# [PROBLEM TO SOLVE]
Copy out all of the records below word for word, leaving the pictures out of your version.

++++++++

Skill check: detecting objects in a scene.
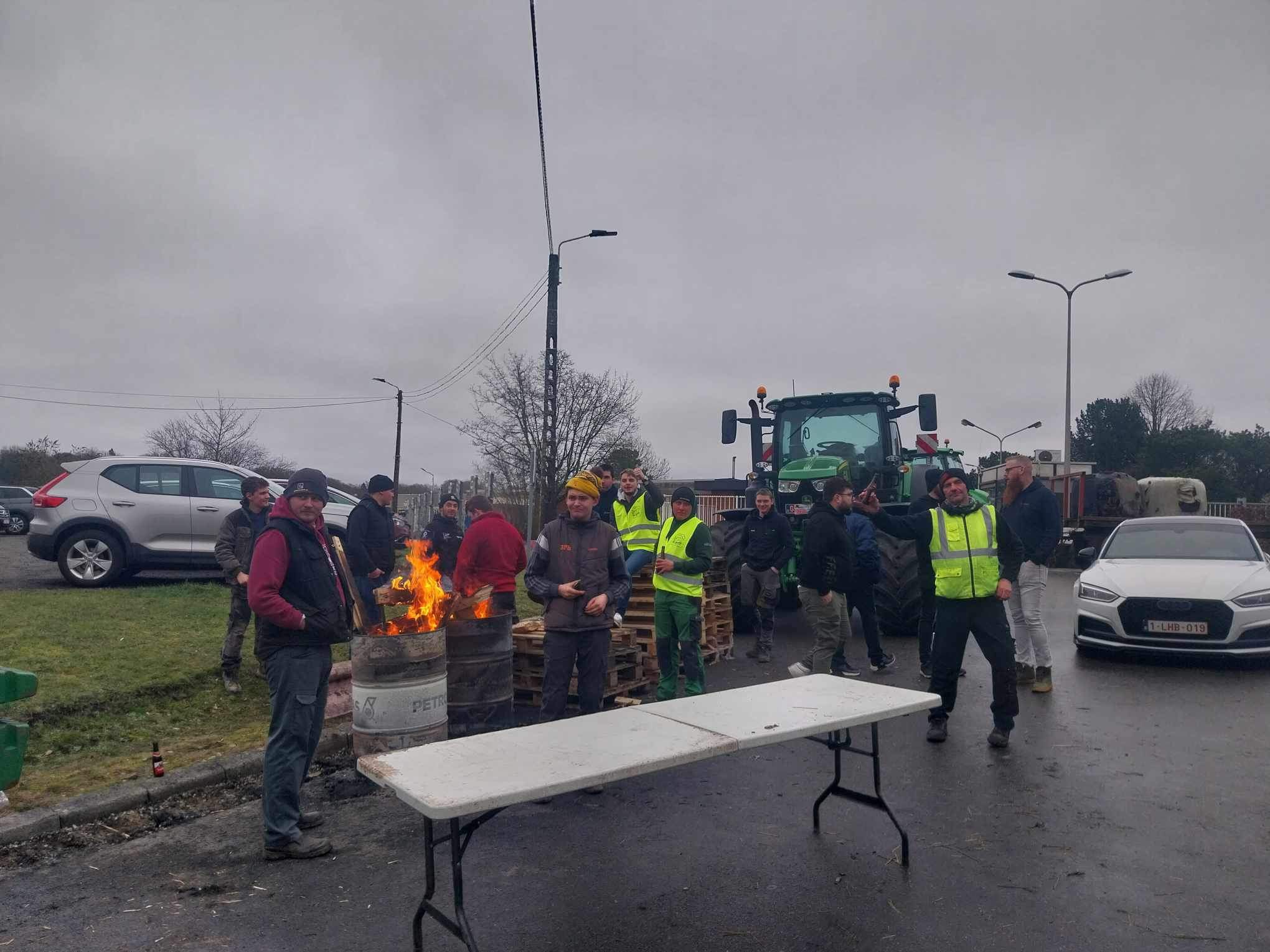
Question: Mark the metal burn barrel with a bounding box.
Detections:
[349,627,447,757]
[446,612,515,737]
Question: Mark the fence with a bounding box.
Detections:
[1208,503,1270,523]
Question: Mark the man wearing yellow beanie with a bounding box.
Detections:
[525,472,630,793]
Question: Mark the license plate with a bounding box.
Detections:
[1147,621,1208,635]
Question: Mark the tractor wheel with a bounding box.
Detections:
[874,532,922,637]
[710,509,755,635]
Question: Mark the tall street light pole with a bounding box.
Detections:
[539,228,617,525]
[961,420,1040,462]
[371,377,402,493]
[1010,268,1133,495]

++++++++

# [REPLY]
Skill check: detecting objects in a scene.
Question: Mark the metal burn barrel with a bounding box.
Detections:
[349,627,447,757]
[446,612,515,737]
Question: Mark the fence with a bounding box.
Detections:
[1208,503,1270,523]
Question: Mark the man wearing yellow beanie with a bounding box.
Detections:
[525,472,630,793]
Question: Mark the license plate with a bounding box.
Detections:
[1147,621,1208,635]
Question: Mark the tractor wheel with a bounding box.
Detections:
[874,532,922,637]
[710,509,755,635]
Question: Mark the tall street light pole with a bounding box.
Detections:
[539,228,617,525]
[961,420,1040,462]
[371,377,402,493]
[1010,268,1133,495]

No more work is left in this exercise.